Activity
Only a number is expected in reply: the count of lines below where the word "shorts" occurs.

Stored data entries

=======

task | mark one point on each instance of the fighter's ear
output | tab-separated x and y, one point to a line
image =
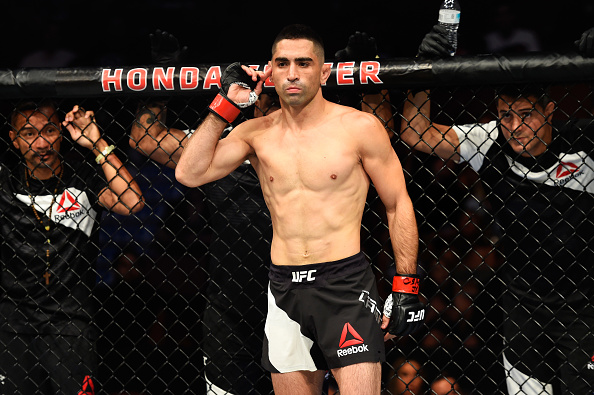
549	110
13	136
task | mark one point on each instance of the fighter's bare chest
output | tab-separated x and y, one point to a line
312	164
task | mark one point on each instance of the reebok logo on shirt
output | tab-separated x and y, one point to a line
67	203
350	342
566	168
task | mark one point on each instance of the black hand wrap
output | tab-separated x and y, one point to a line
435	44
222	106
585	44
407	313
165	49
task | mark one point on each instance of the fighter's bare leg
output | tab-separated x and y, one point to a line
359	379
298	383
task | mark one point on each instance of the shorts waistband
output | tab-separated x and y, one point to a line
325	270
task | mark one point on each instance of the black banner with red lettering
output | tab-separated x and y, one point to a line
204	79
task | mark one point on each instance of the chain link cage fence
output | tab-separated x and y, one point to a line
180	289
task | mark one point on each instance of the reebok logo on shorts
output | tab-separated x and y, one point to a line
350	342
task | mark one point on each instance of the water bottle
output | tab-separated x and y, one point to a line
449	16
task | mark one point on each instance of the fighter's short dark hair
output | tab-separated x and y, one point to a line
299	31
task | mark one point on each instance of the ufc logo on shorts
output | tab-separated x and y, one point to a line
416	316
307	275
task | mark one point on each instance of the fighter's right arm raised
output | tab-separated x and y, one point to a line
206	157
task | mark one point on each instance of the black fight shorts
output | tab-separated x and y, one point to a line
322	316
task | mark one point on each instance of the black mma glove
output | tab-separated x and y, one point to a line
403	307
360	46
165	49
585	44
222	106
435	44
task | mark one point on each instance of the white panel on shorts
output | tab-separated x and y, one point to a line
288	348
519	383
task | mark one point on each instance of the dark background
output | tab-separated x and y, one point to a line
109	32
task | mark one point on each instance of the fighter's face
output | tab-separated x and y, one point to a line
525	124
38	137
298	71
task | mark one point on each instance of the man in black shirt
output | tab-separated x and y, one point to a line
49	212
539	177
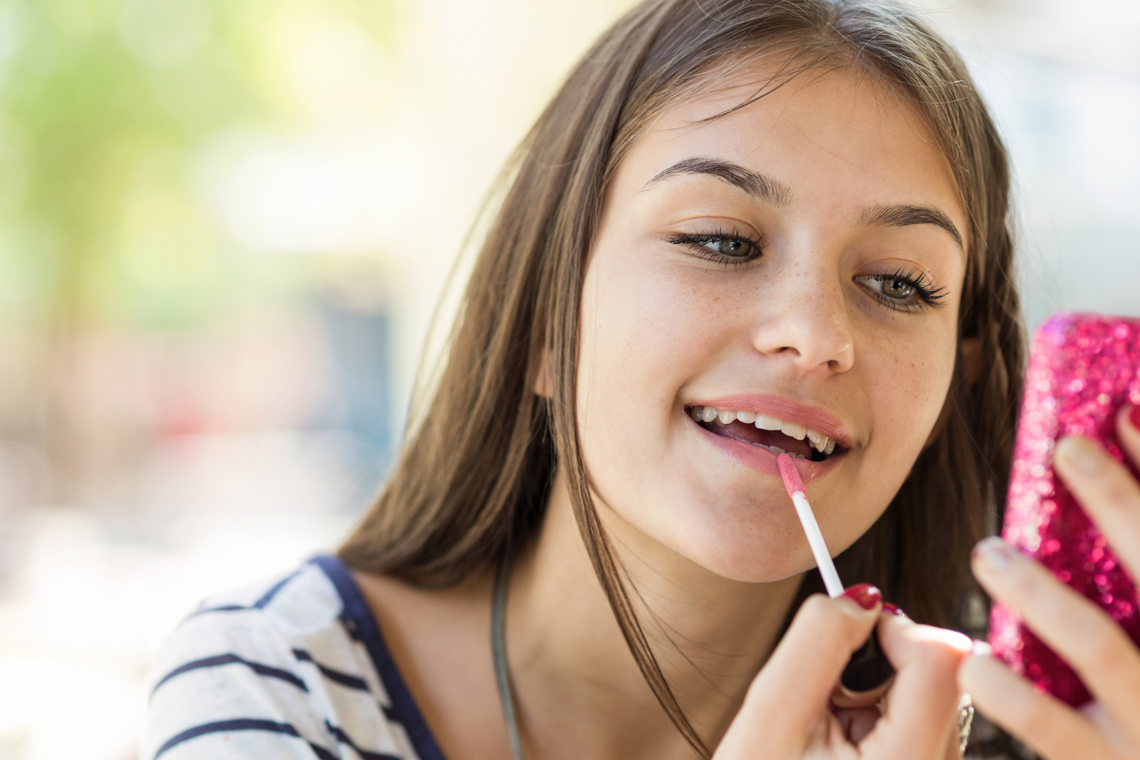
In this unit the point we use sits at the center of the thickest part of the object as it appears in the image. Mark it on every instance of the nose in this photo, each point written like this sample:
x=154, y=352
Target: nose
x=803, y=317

=======

Solution below
5